**Activity**: For this exercise, return exactly the lines of the material below that begin at the one with "red sports car | locate" and stop after the one with "metal pole | locate".
********************
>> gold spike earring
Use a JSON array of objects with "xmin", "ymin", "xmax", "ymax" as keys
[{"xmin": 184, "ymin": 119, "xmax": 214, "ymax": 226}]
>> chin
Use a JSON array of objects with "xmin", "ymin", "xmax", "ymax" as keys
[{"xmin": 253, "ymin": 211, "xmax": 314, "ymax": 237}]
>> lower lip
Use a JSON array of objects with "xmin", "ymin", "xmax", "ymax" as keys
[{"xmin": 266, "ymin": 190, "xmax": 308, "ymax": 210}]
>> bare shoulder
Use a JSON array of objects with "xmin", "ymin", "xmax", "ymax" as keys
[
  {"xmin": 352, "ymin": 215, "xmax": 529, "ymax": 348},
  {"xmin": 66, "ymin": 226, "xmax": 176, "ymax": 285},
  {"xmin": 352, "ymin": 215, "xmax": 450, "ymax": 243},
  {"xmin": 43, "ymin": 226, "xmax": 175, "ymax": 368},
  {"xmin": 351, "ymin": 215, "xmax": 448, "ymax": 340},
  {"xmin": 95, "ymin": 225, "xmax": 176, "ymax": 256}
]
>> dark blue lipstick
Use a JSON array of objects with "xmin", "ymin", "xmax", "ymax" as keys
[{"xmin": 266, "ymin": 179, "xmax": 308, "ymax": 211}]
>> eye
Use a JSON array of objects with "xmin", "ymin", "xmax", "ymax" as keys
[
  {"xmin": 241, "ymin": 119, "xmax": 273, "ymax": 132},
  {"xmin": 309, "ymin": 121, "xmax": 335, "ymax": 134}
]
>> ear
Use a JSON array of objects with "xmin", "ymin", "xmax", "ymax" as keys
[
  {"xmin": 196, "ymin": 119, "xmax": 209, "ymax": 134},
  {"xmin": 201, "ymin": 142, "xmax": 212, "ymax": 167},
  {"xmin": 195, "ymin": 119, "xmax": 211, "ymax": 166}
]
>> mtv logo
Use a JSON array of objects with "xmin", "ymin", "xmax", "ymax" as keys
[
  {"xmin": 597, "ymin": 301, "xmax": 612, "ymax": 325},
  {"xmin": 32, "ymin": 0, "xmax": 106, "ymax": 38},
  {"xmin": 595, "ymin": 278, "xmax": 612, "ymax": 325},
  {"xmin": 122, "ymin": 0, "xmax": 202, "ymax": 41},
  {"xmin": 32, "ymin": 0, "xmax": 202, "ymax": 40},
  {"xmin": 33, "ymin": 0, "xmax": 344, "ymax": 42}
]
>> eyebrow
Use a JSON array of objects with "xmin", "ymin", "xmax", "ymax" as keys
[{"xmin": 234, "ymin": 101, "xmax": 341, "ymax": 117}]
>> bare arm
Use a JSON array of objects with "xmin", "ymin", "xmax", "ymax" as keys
********************
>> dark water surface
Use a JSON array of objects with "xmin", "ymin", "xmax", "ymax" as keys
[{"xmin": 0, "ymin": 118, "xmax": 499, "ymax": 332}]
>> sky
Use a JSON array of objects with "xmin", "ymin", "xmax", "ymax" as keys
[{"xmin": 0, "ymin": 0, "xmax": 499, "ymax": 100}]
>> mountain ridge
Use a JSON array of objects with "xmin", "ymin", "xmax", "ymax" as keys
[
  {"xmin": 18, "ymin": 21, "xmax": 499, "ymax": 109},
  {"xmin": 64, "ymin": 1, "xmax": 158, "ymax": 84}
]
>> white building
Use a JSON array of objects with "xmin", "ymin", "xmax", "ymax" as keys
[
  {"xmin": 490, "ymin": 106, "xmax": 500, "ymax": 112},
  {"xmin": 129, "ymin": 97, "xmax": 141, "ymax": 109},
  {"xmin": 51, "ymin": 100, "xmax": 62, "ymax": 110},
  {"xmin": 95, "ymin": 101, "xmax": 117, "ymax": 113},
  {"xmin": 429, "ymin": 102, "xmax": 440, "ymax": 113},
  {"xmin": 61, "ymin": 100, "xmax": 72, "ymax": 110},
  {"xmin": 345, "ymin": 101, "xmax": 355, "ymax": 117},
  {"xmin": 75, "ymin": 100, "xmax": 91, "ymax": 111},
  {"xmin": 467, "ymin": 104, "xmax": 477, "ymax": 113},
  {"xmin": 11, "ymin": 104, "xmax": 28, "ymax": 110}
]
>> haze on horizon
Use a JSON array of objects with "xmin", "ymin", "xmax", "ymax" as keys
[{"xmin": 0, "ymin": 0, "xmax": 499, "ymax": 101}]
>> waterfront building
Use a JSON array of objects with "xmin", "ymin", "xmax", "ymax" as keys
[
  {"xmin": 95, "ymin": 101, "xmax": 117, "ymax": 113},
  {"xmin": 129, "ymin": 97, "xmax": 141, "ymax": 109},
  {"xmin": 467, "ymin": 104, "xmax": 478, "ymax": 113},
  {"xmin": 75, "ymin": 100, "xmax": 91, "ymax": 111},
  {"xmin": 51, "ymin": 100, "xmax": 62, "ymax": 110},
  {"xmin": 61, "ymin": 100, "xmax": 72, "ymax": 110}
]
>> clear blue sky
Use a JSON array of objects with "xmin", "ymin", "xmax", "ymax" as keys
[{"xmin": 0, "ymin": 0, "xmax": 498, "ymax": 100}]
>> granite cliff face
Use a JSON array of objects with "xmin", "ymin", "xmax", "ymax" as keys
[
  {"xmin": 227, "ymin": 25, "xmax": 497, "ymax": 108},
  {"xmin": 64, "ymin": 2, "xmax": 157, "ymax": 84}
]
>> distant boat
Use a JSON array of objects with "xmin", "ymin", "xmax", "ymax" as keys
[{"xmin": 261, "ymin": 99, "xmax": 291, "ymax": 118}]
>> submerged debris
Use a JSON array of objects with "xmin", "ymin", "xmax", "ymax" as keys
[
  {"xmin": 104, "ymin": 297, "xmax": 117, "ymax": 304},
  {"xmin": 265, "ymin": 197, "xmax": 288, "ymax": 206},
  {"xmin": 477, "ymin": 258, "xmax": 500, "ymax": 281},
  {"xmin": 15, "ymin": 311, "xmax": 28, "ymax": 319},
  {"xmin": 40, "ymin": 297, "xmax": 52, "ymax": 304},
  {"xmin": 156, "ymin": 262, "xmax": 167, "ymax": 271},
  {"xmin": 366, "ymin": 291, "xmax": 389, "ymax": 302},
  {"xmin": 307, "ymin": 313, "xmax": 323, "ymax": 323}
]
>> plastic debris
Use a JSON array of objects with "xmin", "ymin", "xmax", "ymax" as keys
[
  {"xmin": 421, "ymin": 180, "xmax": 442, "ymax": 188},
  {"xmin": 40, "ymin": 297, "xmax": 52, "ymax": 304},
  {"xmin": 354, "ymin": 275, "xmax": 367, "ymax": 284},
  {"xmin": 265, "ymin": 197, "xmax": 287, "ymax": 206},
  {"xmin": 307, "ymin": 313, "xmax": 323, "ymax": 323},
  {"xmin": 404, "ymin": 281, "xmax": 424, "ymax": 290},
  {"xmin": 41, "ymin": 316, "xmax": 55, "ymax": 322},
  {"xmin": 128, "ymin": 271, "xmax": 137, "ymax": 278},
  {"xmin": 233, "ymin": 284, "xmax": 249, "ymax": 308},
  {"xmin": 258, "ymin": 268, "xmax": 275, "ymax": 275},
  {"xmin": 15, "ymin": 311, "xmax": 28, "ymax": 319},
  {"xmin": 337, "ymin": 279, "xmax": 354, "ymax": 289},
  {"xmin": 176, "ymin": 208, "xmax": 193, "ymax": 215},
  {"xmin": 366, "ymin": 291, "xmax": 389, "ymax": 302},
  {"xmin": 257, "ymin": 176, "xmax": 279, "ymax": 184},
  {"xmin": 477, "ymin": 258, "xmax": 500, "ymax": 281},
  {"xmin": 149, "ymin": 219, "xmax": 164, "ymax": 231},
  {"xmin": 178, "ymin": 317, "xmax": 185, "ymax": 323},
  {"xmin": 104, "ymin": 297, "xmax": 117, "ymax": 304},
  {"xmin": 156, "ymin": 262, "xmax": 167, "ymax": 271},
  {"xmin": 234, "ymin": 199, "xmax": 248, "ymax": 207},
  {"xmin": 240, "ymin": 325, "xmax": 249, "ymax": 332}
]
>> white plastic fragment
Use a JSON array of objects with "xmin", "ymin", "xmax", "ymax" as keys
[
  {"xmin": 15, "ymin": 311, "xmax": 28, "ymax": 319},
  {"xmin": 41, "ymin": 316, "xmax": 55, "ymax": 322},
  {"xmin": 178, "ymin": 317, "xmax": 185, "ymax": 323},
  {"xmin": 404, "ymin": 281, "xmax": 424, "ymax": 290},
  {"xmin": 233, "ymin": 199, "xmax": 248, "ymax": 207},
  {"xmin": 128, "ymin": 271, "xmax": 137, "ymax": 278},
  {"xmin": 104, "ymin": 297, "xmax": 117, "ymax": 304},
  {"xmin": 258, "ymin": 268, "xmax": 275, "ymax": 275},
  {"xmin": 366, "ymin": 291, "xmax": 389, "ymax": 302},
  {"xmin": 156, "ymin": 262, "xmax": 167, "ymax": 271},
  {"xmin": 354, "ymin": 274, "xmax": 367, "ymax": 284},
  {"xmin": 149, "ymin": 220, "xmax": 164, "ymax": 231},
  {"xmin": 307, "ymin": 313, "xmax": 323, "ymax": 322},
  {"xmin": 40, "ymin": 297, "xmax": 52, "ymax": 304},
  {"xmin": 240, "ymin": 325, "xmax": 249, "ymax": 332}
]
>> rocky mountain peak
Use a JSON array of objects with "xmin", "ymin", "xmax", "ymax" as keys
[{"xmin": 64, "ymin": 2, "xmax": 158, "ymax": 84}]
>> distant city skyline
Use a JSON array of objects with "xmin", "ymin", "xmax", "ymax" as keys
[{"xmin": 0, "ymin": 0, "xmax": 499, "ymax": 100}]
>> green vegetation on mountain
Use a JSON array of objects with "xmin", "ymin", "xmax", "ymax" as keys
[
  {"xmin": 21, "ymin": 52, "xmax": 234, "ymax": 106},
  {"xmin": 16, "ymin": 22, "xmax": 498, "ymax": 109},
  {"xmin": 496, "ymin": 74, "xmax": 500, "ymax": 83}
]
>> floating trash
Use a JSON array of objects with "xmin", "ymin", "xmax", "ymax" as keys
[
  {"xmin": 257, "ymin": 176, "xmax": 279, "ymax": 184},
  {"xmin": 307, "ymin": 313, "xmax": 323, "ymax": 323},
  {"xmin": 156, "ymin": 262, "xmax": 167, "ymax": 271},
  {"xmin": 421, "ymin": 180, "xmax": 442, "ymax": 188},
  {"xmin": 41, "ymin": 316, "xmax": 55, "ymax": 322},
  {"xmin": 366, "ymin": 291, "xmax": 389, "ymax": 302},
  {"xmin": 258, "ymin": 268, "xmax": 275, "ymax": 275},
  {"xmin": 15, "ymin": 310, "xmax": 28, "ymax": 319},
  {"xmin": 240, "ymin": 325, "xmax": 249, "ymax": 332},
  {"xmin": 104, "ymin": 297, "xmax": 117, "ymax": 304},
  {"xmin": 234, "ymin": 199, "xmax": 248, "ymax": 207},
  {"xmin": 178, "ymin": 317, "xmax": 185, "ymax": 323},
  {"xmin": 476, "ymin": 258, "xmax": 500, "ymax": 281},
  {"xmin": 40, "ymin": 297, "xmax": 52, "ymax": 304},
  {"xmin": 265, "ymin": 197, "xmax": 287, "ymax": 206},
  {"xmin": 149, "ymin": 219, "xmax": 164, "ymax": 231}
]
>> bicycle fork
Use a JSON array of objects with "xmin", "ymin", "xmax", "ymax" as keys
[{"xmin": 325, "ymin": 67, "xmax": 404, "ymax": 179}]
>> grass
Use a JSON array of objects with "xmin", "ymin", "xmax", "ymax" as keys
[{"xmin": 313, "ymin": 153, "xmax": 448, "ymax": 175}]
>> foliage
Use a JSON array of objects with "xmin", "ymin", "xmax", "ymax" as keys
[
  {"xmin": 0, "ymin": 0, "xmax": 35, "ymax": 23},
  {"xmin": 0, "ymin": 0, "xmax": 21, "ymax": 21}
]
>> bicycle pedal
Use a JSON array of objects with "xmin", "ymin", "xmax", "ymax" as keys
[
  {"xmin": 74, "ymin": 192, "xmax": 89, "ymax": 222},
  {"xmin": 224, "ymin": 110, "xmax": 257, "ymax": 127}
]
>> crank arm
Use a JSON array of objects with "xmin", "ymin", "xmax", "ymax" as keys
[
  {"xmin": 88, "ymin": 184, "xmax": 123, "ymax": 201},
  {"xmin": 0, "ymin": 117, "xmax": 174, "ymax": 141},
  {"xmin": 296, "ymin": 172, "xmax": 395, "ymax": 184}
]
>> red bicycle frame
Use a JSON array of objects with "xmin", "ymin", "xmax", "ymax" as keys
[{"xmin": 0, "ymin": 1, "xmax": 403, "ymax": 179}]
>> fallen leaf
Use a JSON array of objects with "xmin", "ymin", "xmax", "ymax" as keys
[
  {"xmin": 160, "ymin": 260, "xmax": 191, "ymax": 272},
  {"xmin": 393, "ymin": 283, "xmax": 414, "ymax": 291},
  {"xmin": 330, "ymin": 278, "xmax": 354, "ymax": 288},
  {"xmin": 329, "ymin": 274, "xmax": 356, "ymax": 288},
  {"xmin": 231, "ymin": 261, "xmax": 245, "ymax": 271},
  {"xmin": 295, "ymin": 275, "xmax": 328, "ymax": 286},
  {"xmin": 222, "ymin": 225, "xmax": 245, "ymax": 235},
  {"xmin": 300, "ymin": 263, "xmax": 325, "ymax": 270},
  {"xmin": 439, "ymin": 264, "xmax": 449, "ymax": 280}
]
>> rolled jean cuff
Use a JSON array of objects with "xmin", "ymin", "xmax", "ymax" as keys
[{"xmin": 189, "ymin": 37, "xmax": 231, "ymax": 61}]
********************
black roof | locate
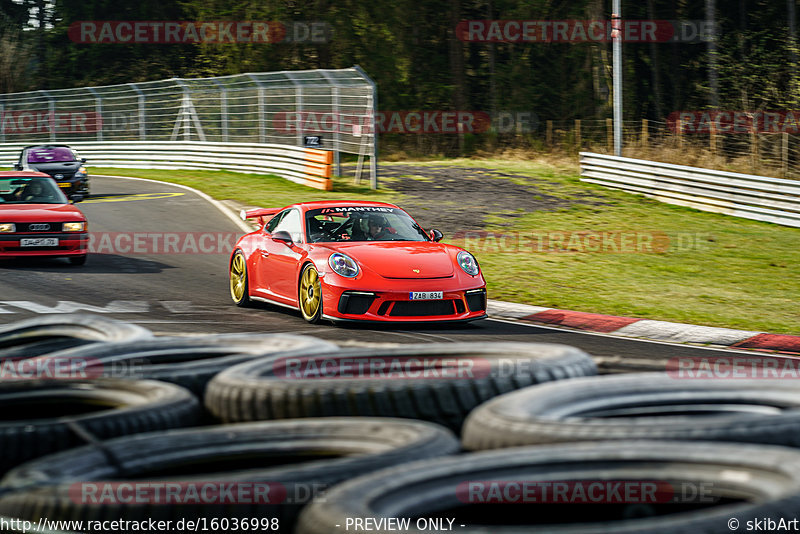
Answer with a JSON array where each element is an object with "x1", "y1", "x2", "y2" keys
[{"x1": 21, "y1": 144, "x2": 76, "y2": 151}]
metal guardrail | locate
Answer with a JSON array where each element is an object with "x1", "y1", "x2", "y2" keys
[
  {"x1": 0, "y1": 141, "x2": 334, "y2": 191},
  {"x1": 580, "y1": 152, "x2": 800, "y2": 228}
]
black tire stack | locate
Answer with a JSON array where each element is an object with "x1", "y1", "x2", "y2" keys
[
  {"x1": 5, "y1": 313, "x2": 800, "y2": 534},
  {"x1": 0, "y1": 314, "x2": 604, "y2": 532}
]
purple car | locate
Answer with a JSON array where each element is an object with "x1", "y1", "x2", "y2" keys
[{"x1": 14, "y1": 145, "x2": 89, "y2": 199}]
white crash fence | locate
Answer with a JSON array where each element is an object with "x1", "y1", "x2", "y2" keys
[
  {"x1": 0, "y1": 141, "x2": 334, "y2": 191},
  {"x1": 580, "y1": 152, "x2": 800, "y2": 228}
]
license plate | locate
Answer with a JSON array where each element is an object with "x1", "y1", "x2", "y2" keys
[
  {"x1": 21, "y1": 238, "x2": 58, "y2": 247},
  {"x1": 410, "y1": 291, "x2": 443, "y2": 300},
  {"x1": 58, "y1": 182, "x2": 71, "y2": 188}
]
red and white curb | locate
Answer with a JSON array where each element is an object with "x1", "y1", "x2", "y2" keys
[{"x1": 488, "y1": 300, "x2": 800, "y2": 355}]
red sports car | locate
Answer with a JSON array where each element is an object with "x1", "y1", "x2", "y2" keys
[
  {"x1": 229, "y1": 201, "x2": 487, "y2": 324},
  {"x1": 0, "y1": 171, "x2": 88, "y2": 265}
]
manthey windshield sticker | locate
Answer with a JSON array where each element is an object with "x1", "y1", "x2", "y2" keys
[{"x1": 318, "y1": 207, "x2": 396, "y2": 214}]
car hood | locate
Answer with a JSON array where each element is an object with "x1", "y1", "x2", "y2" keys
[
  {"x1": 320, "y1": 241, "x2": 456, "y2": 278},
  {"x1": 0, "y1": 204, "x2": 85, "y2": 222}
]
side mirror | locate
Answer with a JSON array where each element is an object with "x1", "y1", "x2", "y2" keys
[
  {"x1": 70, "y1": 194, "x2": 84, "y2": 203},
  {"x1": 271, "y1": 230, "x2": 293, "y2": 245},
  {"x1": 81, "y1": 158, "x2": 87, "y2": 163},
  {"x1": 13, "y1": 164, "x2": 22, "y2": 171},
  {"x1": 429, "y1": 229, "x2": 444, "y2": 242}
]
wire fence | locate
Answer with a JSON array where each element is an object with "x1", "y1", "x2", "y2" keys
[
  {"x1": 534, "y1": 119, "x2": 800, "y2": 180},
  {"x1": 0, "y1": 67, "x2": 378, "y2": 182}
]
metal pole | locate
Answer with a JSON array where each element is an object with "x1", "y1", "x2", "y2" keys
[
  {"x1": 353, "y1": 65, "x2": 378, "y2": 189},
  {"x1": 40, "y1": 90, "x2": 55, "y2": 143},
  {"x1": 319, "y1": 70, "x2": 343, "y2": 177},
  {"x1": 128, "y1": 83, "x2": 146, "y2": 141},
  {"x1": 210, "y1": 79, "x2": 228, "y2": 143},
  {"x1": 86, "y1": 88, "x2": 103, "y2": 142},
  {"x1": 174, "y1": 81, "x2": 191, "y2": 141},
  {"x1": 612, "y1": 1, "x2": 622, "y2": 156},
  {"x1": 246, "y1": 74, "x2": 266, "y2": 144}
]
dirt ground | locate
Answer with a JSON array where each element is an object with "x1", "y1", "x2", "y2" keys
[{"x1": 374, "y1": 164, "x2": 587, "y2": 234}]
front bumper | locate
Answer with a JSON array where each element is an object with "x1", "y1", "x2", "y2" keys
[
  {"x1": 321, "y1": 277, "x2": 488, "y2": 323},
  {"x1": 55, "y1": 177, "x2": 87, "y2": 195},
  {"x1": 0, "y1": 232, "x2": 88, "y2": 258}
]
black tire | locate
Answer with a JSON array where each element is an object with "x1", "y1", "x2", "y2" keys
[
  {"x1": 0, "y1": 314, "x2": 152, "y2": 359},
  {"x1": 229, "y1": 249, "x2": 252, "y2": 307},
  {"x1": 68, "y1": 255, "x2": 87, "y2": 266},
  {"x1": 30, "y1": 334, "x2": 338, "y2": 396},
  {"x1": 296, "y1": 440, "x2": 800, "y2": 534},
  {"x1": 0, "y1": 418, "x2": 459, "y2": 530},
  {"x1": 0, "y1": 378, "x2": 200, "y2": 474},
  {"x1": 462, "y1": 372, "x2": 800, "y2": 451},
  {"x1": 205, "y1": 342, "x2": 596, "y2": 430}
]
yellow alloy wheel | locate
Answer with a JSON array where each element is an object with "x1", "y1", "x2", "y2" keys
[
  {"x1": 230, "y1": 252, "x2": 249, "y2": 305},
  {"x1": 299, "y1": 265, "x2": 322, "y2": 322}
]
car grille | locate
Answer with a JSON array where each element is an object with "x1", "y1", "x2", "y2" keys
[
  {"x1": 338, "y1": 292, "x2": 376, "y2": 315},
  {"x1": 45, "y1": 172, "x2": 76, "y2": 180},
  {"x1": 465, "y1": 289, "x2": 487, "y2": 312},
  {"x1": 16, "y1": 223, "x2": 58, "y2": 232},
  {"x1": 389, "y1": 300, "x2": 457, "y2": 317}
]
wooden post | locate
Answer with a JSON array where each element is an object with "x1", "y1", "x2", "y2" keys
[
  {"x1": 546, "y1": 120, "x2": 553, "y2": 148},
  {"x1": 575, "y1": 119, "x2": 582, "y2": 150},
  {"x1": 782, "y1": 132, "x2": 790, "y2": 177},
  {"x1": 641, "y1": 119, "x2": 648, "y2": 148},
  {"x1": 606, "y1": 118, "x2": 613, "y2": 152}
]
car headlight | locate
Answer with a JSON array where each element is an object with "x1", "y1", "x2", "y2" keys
********************
**Response to this task**:
red sports car | locate
Answer with a JSON array where each element is an object with "x1", "y1", "x2", "y2" keys
[
  {"x1": 229, "y1": 201, "x2": 487, "y2": 324},
  {"x1": 0, "y1": 171, "x2": 88, "y2": 265}
]
manthey windshield sticker | locate
Answer with a JSON array where each element is an object with "x1", "y1", "x2", "y2" keys
[{"x1": 318, "y1": 207, "x2": 396, "y2": 214}]
car hood | locate
Answer with a JSON array where each element is an object with "x1", "y1", "x2", "y2" keys
[
  {"x1": 320, "y1": 241, "x2": 456, "y2": 278},
  {"x1": 0, "y1": 204, "x2": 85, "y2": 222}
]
side mirror | locate
Answer with a JSON array where each element is an object with "x1", "y1", "x2", "y2" keys
[
  {"x1": 70, "y1": 194, "x2": 84, "y2": 203},
  {"x1": 271, "y1": 230, "x2": 293, "y2": 245},
  {"x1": 81, "y1": 158, "x2": 87, "y2": 163},
  {"x1": 13, "y1": 164, "x2": 22, "y2": 171},
  {"x1": 429, "y1": 229, "x2": 444, "y2": 242}
]
wire fence | locate
Answer with a JSON array where each element is an object with "x1", "y1", "x2", "y2" keys
[
  {"x1": 534, "y1": 119, "x2": 800, "y2": 180},
  {"x1": 0, "y1": 67, "x2": 378, "y2": 182}
]
metal pole | locate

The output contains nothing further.